>> start PROVIDED ENTRIES

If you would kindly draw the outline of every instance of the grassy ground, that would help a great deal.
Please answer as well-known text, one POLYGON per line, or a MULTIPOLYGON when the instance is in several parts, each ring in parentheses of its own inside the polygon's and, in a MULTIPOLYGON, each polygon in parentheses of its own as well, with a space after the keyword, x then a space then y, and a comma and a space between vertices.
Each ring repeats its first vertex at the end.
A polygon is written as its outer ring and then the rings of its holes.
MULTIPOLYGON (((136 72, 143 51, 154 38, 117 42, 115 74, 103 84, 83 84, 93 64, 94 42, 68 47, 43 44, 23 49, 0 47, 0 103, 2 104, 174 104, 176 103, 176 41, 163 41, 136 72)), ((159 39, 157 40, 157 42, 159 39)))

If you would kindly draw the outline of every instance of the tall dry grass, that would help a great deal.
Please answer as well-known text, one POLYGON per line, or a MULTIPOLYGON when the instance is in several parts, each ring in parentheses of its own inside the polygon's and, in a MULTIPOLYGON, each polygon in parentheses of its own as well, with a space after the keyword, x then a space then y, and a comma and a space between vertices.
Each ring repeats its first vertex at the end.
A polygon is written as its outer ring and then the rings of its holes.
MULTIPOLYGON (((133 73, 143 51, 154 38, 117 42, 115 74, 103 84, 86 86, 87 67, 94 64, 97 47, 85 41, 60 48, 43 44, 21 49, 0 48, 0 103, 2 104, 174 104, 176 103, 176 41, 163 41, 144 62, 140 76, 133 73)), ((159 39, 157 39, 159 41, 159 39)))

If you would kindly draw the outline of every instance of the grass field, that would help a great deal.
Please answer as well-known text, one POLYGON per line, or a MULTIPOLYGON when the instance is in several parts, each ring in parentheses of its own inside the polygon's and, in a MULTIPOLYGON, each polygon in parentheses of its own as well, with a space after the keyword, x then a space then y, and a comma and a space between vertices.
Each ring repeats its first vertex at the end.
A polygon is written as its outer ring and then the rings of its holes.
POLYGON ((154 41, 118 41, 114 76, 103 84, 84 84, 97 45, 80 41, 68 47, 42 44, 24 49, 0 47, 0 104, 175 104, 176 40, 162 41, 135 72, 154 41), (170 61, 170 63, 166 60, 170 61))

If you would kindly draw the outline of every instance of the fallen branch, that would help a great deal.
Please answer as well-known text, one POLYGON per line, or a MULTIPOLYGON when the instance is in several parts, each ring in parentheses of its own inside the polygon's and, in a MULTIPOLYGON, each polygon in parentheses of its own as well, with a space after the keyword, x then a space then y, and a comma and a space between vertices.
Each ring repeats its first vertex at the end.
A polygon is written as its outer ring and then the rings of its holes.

>> end PROVIDED ENTRIES

* YOUR TASK *
Repeat exactly, and only, the lines of the records above, starting with the line that contains "branch, that would help a great deal." and ending with the final line, both included.

* WORKED SOLUTION *
If you would kindly draw the outline of every instance of the fallen branch, that would help a great deal.
Please answer as well-known text, one POLYGON per line, or a MULTIPOLYGON when the instance is in several parts, each ring in parentheses of its own inside the polygon's and, in a MULTIPOLYGON, each polygon in parentheses of its own as well, with a space after the keyword, x then a space then y, and a comma and a space between vertices.
Each ring repeats its first vertex at the end.
A polygon is written as its outer ring and then the rings of its holes.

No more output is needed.